→ Reading text
Lloyd Martin Hendaye
February 8, 2013 11:15 pm

As Edward Lorenz noted in 1960, over the long term Planet Earth may not have a “climate” at all. Regardless of total solar irradiation (TSI) and various global atmospheric factors, not climatological but geophysical influences are all-determining.
When all Earth’s landmasses clustered together in a super-continent called Pangaea centered on the South Pole for a billion years, pre-Cambrian ice ages dominated “snowball Earth” for a quarter of this world’s existence. Only when Pangaea fragmented, setting great chunks adrift to equatorial regions, did “climate” begin accumulating atmospheric oxygen sufficient to support land life– a “warming” process lasting several hundred million years which had precisely nothing to do with astro-solar cycles or intermittent exo-stellar influences.

→ Work to complete
Rewrite the part of the comment that opens with the words "Lloyd Martin Hendaye" and closes with "influences are all-determining.", putting "our planet" in place of "Planet Earth". Rely only on the comment above for your answers.

→ Recorded data

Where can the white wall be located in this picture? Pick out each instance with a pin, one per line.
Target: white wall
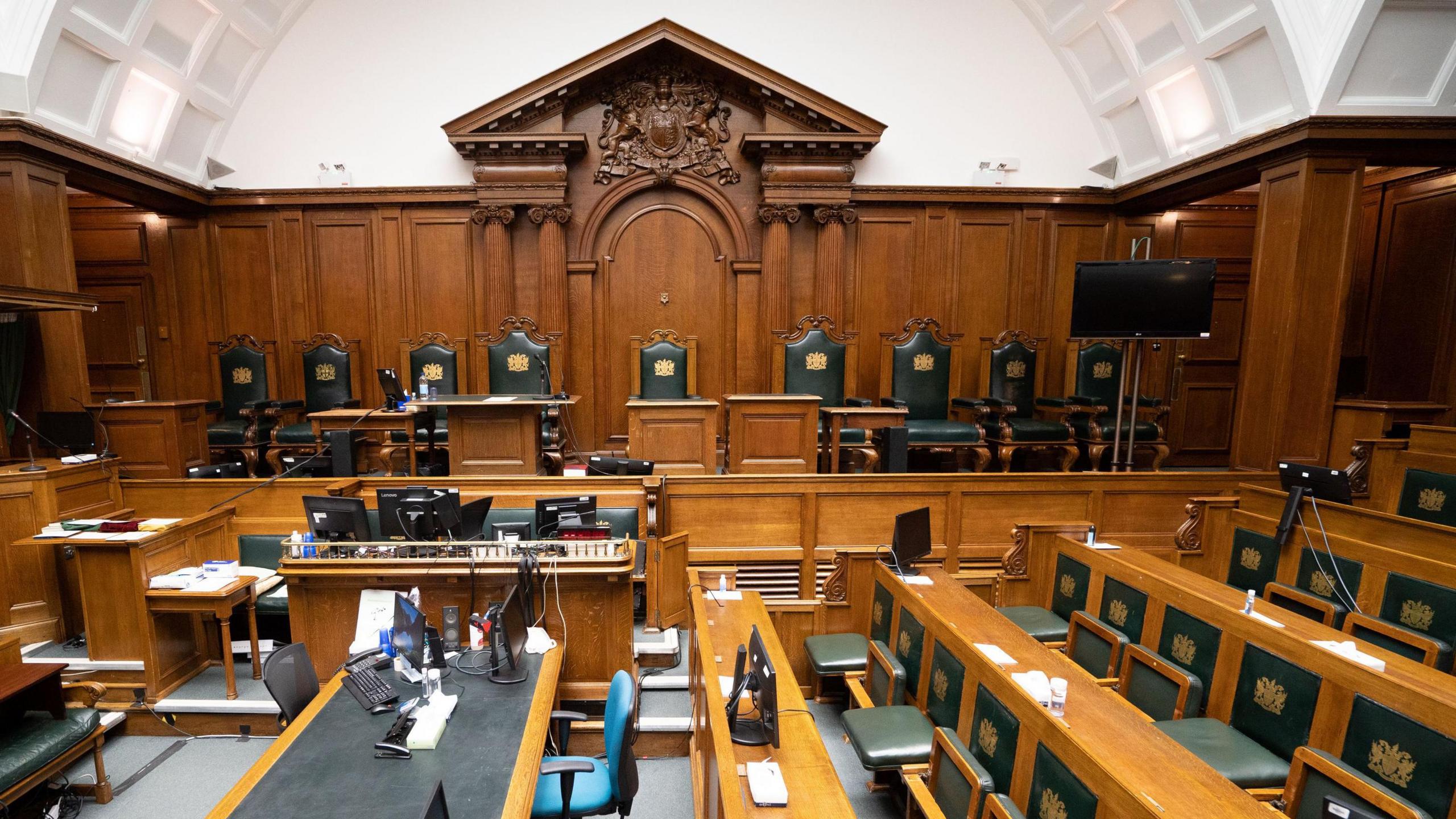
(370, 82)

→ Exercise result
Lloyd Martin Hendaye
February 8, 2013 11:15 pm

As Edward Lorenz noted in 1960, over the long term our planet may not have a “climate” at all. Regardless of total solar irradiation (TSI) and various global atmospheric factors, not climatological but geophysical influences are all-determining.